[Image point grounding data]
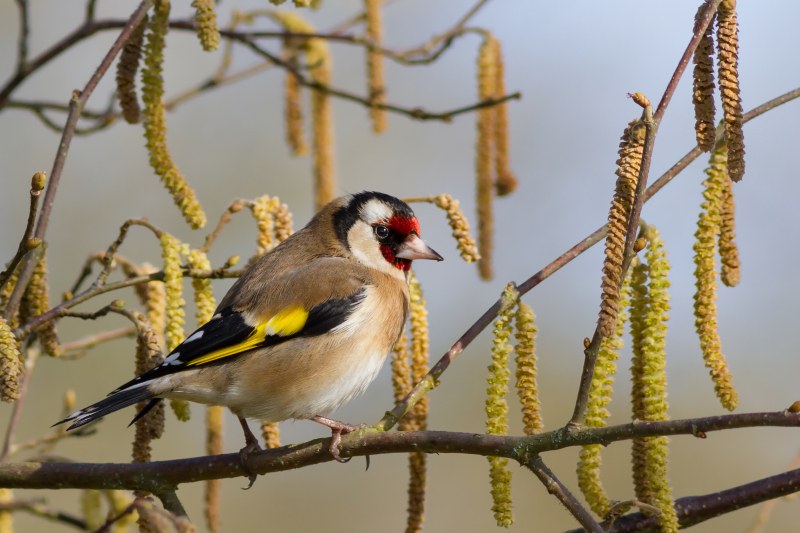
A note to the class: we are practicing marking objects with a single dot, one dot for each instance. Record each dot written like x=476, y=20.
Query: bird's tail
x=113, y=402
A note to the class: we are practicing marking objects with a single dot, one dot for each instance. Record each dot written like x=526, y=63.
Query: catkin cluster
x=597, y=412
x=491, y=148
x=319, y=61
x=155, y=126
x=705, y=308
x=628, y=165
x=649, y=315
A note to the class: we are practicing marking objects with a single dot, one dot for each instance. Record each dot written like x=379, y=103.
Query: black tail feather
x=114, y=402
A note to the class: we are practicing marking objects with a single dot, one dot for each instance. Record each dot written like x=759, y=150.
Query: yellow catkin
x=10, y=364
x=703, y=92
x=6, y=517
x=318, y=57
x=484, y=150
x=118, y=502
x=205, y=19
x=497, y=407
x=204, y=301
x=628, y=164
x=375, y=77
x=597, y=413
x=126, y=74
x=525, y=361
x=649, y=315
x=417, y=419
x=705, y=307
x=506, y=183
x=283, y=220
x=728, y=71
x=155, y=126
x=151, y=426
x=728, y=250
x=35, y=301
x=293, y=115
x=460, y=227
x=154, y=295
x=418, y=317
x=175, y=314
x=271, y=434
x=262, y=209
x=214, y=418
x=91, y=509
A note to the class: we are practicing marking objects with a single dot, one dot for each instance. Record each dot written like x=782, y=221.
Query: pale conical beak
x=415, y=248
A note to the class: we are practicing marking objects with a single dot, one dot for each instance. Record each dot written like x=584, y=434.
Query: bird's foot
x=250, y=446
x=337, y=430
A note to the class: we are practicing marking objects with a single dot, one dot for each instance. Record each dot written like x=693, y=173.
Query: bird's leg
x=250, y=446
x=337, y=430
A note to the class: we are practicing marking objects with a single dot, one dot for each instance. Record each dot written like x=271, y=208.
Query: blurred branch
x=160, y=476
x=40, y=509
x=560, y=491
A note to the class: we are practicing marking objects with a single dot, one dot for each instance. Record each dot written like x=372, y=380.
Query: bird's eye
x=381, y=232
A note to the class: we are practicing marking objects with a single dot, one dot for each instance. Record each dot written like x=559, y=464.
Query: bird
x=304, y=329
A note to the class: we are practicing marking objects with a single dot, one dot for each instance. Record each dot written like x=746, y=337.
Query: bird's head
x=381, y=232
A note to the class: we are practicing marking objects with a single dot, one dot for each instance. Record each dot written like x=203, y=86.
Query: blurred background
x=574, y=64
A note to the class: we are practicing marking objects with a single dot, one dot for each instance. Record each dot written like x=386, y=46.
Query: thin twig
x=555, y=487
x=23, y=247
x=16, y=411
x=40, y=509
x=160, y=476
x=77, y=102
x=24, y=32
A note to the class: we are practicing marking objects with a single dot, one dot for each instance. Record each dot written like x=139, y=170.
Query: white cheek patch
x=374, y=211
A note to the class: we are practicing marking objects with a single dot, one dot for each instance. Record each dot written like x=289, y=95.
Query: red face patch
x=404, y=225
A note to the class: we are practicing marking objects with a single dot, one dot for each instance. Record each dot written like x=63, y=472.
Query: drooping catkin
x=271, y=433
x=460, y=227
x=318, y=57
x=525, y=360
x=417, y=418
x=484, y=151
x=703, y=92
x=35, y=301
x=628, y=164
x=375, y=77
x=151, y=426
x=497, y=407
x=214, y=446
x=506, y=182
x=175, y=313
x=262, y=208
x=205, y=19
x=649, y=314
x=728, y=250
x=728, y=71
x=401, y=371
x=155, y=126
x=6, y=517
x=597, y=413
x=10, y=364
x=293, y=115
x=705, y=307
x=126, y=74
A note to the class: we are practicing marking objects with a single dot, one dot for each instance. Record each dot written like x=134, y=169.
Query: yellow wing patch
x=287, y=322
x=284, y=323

- Directions -
The answer must be the lines of the entries above, written out exactly from the first through the one with "like x=759, y=150.", and no pictures.

- Response below -
A note to the class: we are practicing marking objects with a single dot, one dot for each instance. Record each dot written like x=476, y=20.
Query: bird's tail
x=113, y=402
A note to the class: we are practicing marking objects with a single dot, one dot for each instance. Record each dot written like x=526, y=63.
Query: catkin cluster
x=597, y=412
x=491, y=148
x=319, y=61
x=155, y=126
x=705, y=308
x=628, y=165
x=649, y=315
A note to the class: we are practicing marking objects with a single dot, one dot for each instance. Record each dot written like x=379, y=103.
Query: black tail feather
x=114, y=402
A note to the class: we are practicing marking objects with a single dot, one dot for each instance. Record each dot written like x=759, y=150.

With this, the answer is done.